• RECORDS FOR PROCESSING:
········

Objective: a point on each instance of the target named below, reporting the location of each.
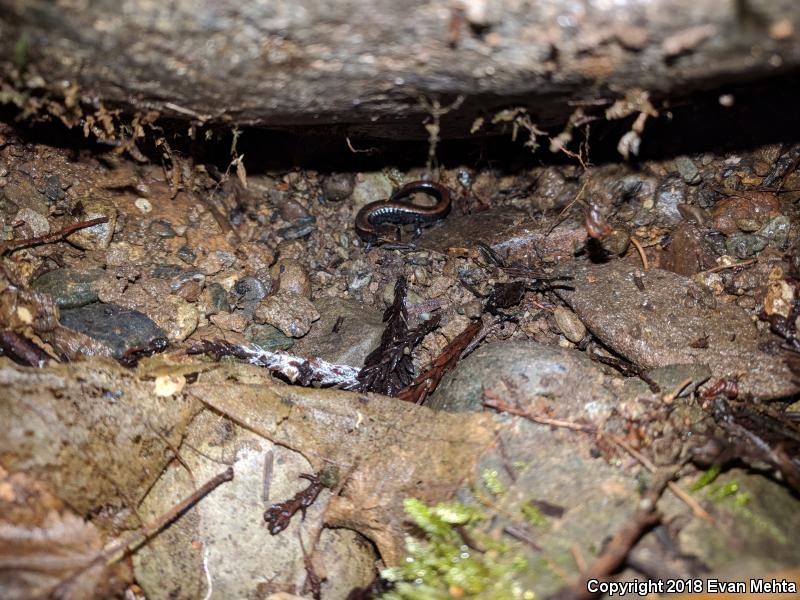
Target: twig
(269, 463)
(640, 250)
(698, 510)
(670, 397)
(21, 349)
(522, 536)
(566, 209)
(49, 238)
(429, 379)
(718, 268)
(492, 401)
(615, 553)
(297, 369)
(117, 550)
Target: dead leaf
(386, 450)
(46, 550)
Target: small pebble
(98, 236)
(143, 204)
(569, 324)
(291, 277)
(291, 313)
(687, 170)
(38, 223)
(338, 186)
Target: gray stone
(508, 231)
(687, 169)
(268, 337)
(670, 194)
(660, 325)
(119, 329)
(223, 541)
(745, 245)
(69, 288)
(358, 334)
(531, 371)
(776, 231)
(338, 186)
(217, 297)
(671, 379)
(97, 236)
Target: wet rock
(37, 223)
(371, 187)
(671, 193)
(588, 500)
(184, 319)
(567, 378)
(688, 252)
(118, 329)
(745, 245)
(214, 299)
(69, 288)
(186, 255)
(358, 333)
(569, 324)
(687, 169)
(248, 293)
(660, 325)
(268, 337)
(122, 253)
(682, 380)
(52, 189)
(161, 228)
(257, 257)
(228, 525)
(99, 236)
(291, 313)
(301, 229)
(230, 321)
(292, 277)
(291, 210)
(338, 186)
(755, 206)
(776, 232)
(779, 299)
(506, 230)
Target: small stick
(577, 556)
(718, 268)
(11, 245)
(640, 250)
(497, 404)
(698, 510)
(669, 398)
(269, 463)
(120, 548)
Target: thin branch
(11, 245)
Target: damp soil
(633, 318)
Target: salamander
(373, 219)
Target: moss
(442, 565)
(491, 480)
(706, 478)
(533, 515)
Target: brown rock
(289, 312)
(292, 277)
(748, 206)
(688, 252)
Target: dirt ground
(609, 359)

········

• WHAT IS BEING ASKED:
The answer must be the full set of records, repeated exactly, with no pictures.

• WORKED SOLUTION:
Objective: a point on each instance of the target named below, reporting the location of each.
Target: twig
(269, 463)
(640, 250)
(698, 510)
(670, 397)
(21, 349)
(522, 536)
(566, 209)
(49, 238)
(429, 379)
(718, 268)
(492, 401)
(615, 553)
(297, 369)
(117, 550)
Target: dead leaf
(386, 450)
(46, 550)
Target: small pebble
(98, 236)
(143, 204)
(569, 324)
(291, 277)
(291, 313)
(687, 170)
(38, 223)
(338, 186)
Target: gray stone
(508, 231)
(687, 169)
(268, 337)
(670, 194)
(660, 325)
(119, 329)
(223, 541)
(745, 245)
(69, 288)
(358, 334)
(531, 371)
(776, 231)
(338, 186)
(217, 297)
(671, 379)
(97, 236)
Target: wet rock
(37, 223)
(371, 187)
(671, 193)
(588, 500)
(184, 319)
(567, 378)
(688, 252)
(118, 329)
(745, 245)
(214, 299)
(69, 288)
(186, 255)
(358, 333)
(569, 324)
(687, 169)
(248, 293)
(660, 325)
(268, 337)
(122, 253)
(682, 380)
(52, 189)
(161, 228)
(257, 257)
(228, 525)
(99, 236)
(291, 313)
(301, 229)
(230, 321)
(292, 277)
(291, 210)
(338, 186)
(755, 206)
(776, 232)
(779, 299)
(506, 230)
Target: small stick
(577, 556)
(718, 268)
(11, 245)
(640, 250)
(497, 404)
(698, 510)
(669, 398)
(269, 463)
(120, 548)
Target: thin branch
(11, 245)
Target: damp soil
(633, 318)
Target: salamander
(373, 219)
Target: moss
(442, 565)
(491, 480)
(706, 478)
(533, 515)
Target: brown rock
(289, 312)
(292, 277)
(748, 206)
(688, 252)
Target: dirt ground
(609, 359)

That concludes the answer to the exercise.